** Goal of the exercise **
What is needed is an exact copy of the entries, with the pictures excluded.

Collected data entries:
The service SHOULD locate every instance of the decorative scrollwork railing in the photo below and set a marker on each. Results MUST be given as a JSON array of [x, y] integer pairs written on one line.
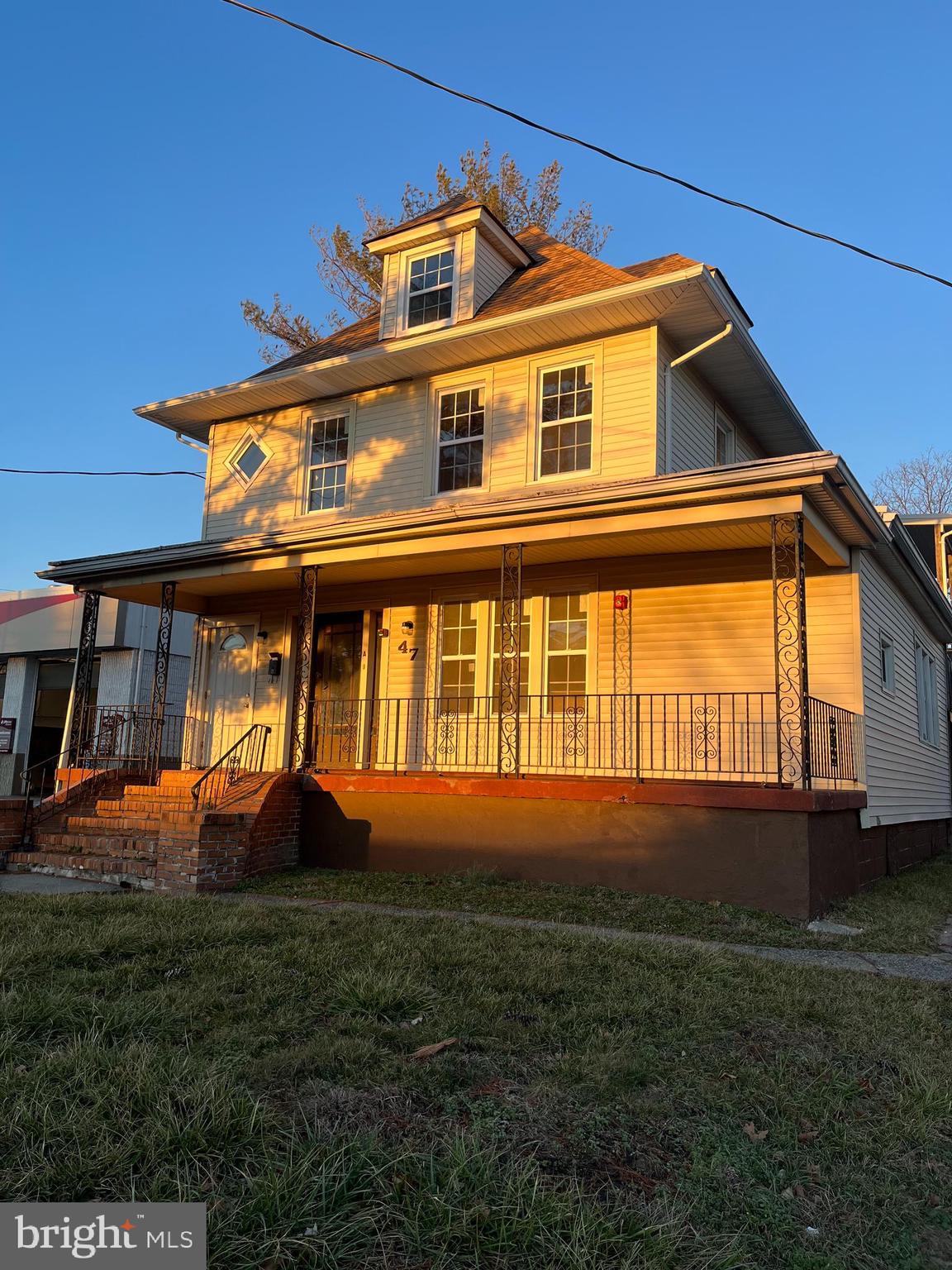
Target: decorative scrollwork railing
[[727, 737]]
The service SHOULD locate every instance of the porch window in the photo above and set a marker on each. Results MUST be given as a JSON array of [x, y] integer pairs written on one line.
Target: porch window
[[429, 298], [927, 696], [326, 471], [565, 419], [566, 651], [462, 423], [525, 635], [457, 654]]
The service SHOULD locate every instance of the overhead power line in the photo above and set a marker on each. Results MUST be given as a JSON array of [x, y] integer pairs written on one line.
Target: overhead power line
[[40, 471], [589, 145]]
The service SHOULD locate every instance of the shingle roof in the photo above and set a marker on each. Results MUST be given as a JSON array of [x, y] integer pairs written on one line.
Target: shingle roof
[[558, 272]]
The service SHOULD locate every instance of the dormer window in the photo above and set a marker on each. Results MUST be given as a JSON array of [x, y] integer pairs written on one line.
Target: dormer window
[[429, 287]]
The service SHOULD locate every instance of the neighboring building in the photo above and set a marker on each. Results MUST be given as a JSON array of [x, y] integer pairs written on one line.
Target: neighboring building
[[933, 536], [40, 630], [540, 568]]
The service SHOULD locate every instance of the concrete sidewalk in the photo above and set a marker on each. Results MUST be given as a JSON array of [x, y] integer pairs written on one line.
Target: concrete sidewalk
[[932, 968]]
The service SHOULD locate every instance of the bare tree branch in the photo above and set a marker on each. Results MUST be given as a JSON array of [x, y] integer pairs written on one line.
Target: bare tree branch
[[352, 276], [919, 487]]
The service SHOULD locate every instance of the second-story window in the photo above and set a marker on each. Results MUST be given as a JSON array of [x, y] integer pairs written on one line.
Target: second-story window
[[462, 427], [326, 471], [565, 419], [725, 441], [429, 295]]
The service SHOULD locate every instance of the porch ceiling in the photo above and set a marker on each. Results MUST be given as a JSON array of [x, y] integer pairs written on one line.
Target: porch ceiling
[[203, 590]]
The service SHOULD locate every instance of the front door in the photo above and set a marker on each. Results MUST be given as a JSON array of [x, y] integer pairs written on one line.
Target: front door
[[338, 713], [230, 687]]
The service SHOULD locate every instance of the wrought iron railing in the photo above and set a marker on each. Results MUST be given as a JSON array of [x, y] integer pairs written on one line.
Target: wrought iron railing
[[139, 739], [244, 758], [112, 741], [668, 736], [835, 743]]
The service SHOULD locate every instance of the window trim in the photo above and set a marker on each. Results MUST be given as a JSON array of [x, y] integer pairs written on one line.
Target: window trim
[[457, 383], [407, 260], [927, 695], [722, 424], [556, 360], [888, 682], [546, 652], [345, 409], [250, 437]]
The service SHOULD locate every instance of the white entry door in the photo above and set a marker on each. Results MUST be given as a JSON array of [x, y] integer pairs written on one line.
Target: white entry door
[[230, 687]]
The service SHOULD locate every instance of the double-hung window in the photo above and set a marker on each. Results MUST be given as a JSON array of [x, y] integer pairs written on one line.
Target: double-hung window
[[457, 654], [462, 433], [927, 696], [566, 651], [565, 419], [326, 465], [429, 289]]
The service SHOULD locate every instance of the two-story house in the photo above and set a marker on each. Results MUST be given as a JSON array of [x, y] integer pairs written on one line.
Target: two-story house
[[540, 568]]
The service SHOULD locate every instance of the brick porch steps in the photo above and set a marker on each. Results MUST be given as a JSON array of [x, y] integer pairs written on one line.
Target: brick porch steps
[[154, 836]]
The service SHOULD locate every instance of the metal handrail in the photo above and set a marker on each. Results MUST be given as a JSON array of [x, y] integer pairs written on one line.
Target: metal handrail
[[244, 758]]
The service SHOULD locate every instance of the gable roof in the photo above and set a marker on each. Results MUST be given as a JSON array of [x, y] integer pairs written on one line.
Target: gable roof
[[558, 272]]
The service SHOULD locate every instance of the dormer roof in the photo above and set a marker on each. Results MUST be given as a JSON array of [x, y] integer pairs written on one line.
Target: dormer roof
[[445, 220], [555, 272]]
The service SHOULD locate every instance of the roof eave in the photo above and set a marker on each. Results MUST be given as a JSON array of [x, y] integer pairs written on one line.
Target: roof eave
[[172, 412]]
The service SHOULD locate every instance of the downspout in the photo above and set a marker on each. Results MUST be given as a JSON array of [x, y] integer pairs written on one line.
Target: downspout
[[192, 445], [668, 369]]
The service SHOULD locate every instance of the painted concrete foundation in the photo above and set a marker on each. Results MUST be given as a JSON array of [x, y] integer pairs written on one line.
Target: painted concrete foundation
[[785, 851]]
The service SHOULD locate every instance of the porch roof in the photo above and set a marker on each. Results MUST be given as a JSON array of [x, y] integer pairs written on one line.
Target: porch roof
[[712, 509]]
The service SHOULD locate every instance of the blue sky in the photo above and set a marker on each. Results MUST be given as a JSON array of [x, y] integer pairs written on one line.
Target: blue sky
[[164, 160]]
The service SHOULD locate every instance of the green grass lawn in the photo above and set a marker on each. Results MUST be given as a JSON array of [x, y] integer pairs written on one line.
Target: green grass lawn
[[897, 914], [602, 1108]]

** The answer **
The service SHOULD locate every instance of the decorative scrollwork railing in the photo below and set a marker on each. Results MUST be given as a JSON array of [x, y] integer pairs written on one line.
Target: decorative scrollwork railing
[[727, 737]]
The service SHOULD locate every instance of the porch window in the photo above and set a marker on each. Results MUST be given as a JSON array of [x, y] integer pairs written on one line.
Target: porch window
[[429, 298], [927, 696], [326, 471], [565, 419], [566, 651], [462, 423], [525, 635], [457, 654]]
The service SHOULD locate every instance of the overhead power line in the photo above and set a marker on each. Results MUST be given as a JSON array of [x, y] integer pairs written on one line.
Target: overhead power line
[[40, 471], [589, 145]]
The service SHOULD locate every instance of the shingle roof in the photo above and set a marker on each. Results MUST be given as a JSON array of [x, y] integer pairs written on one line.
Target: shingle roof
[[558, 272]]
The service SHOULD locate every instance of the dormer window in the photo above and set a marker on each. Results MUST be given as a JSON array of [x, y] integer pairs written on one line.
Target: dormer window
[[429, 287]]
The service SHOULD locate every instance of the neighboring building in the photo above and set a marker on each. Results MUST be given as a JSON array of [x, y] integer pairs written on one line.
Target: neighboring building
[[933, 536], [40, 630], [540, 568]]
The service SHOULD locate every instance of the concrete sidewalk in the photo above and set a marker on each. Results MUST be given as a JSON array of [x, y] integer pairs written on one line.
Target: concrete sidewalk
[[932, 968]]
The service SHOULD locate every instance of the bare tree branch in the photo above and set a marker on each. Results MUST be given as a JSON array of [x, y] integer pairs written on one line.
Target: bare tree branch
[[352, 276], [919, 487]]
The service SHOULD locate every instance of the second-story window in the photo above and set a marker on each. Results MUST be given as a JSON array of [x, y] integer pairs written on one line.
Target: second-story window
[[462, 427], [326, 471], [565, 419], [725, 441], [429, 295]]
The service SHOULD locate every instance of the porch ceiling in the photo above and set a marker on each. Results MUST be given as a JSON array of [x, y] integer pairs written on one line.
Target: porch ceiling
[[203, 590]]
The service SHOULD locate every instance of the front door in the photo above and set a marker on each. Results MUST be given as a JSON array of [x, y] integer pairs written on one line.
Target: front door
[[338, 713], [230, 687]]
The service SHOULD locate every instance of the wrought iron railing in the photo above and set a marker on each. Results MUST be given as a JSON array of [x, y] integer pairs written on one line.
Target: wrought iron railing
[[139, 739], [244, 758], [112, 741], [668, 736], [835, 743]]
The service SHOULD locate every instance of the window trim in the photo above and set a marker on each. Results MUST be given as a JSON array of [x, y] integer pairs written on one line.
Target: window trim
[[457, 383], [407, 260], [927, 695], [722, 424], [556, 360], [888, 682], [546, 652], [345, 409], [250, 437]]
The service SHOULD locate every instance of the white entry door in the photo above and set a marker on each. Results MUST be given as a JSON array of [x, y] integer pairs written on one line.
Target: white entry door
[[230, 687]]
The service SHOULD locate every instance of the double-hung window in the photo above and set a marker on each. Results MUST be given as a JSON array of [x, y] integer pairs written on one line.
Target: double-hung window
[[457, 654], [462, 433], [927, 696], [566, 651], [565, 419], [326, 465], [429, 289]]
The service SHOULD locate every instance of the two-story house in the photo above and set a marker on each. Results MUST be given as a JSON array of [x, y] integer pairs written on one line.
Target: two-story house
[[540, 568]]
The service SHOULD locate every instance of the brick porch steps in the photo above and set a marker on each. Results MUST be given as a JSON array of [x, y] integer pairs written on one line.
Target: brick porch steps
[[154, 836]]
The service SHOULD locate every instance of the metal handrail in the photo above and set a marker on each. Results MUST be given as a JSON array of [x, y] integer pairs written on one line.
Target: metal handrail
[[244, 758]]
The service SHOULD locate every instance of the gable roof in the photo above and set a marker on each. Results MUST be given as a JSON array of [x, y] integer pairs written on one line.
Target: gable roof
[[558, 272]]
The service SHOULD locate every instance of the dormer roof in the photo above and set a marker on each. Results MUST be given as a JSON array of [x, y] integer pairs written on one line.
Target: dormer roof
[[445, 220], [555, 272]]
The service SHOULD locate every instance of the roof eave in the photo above and set a marker on each. Results MUST be given as a JSON array of [x, y] integer pairs written on one line.
Target: roof eave
[[172, 412]]
The service SHOULD locate every instance of the downspout in the photo above and set a marker on each. Results MUST be given as a JSON array of [x, y] integer pairs written on one line.
Target: downspout
[[192, 445], [668, 369]]
The service SHOULD locate every instance of the painted concrete foundation in the photo above and set a marker on each. Results MUST be given as a JSON array of [x, y] integer pairs written on one line.
Target: painted concrete foundation
[[785, 851]]
The service SHOULD locate every instance of the porch roof in the photo above and set a marker on each. Results MUST be given as a JSON array of [x, y] integer pairs written on one line.
Target: porch roof
[[712, 509]]
The service SHOULD locate every instance of the blue sky in the photo above and set a marker on each. Results MUST be given as a JSON array of [x, y] integer pairs written on one line.
Target: blue sky
[[164, 160]]
The service SHOULD locate every instance of the green grass lawn in the photo above and set a marker on each. Results MUST be given as a JSON array of [x, y] integer pairs written on one line.
Target: green grass lawn
[[897, 914], [602, 1108]]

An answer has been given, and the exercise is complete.